On Tuesday, the Philippine government shipped more than 400 coffins to Ilagan and Cagayan de Oro. Additionally, with graveyards filling, soldiers and aid workers have begun to stack coffins on top of one another and to place multiple people within the same tombs.

The mass burial is not just dumping them in a pit. We are building an apartment-type (mausoleum) with individual compartments. We can't just put them in all together, Cagayan de Oro city council member Alvin Bakal told Agence France Presse (AFP).

It is not like digging a hole and sticking them in there. They are being given apartment-style compartments, and I think it's pretty decent, Iligan Mayor Lawrence Cruz told AFP.

While the dead are of great concern, so are the living. The storm and flooding affected more than 300,000 people, and tens of thousands of people remain homeless while another 40,000 currently live in evacuation centers, gymnasiums, schools and churches, according to Reuters.

I assure you the government will help you rebuild your homes. But in return we expect you to refrain from moving back to those places that put your lives at constant risk, President Benigno Aquino said in a speech at an evacuation center.

The storm also damaged 15 million pesos ($340,000) worth of crops, but the effects were minimalized because corn and rice crops were in their early planting stages, Reuters reported.

Outline annotation records:

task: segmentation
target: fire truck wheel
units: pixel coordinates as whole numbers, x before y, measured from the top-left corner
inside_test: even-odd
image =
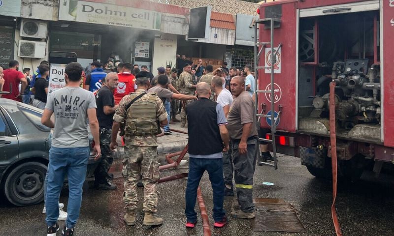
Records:
[[[328,180],[331,179],[332,178],[331,177],[332,176],[332,174],[331,173],[330,165],[329,167],[330,168],[326,167],[326,168],[324,169],[320,169],[313,166],[306,166],[306,169],[308,169],[308,171],[309,171],[312,175],[317,178]]]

→ STATED TASK:
Continue the report on the Philippine storm from where it stops. The lines above come from a separate source.

→ RESULT OF THIS EXERCISE:
The Philippine government is looking for immediate, low-interest loans to help with the rescue and rebuilding process and will receive $3 million from the Asian Development Bank and about $500 million from the World Bank.

Still, many on Mindanao ask why the country, which is prone to such disasters, didn't have a bigger fund set aside already. Others question why there was no national warning, which could have prevented a significant number of deaths.

I do not accept that everything had been done. I know that we can do more. We must determine what really happened, Aquino said in a separate speech.

Must this end in tragedy? We knew that [the storm] was coming. There should have been efforts to avoid the destruction.

We have no desire to engage in finger-pointing or to assign blame at a time like this. Yet, we have an obligation to find out exactly what has happened, Aquino added.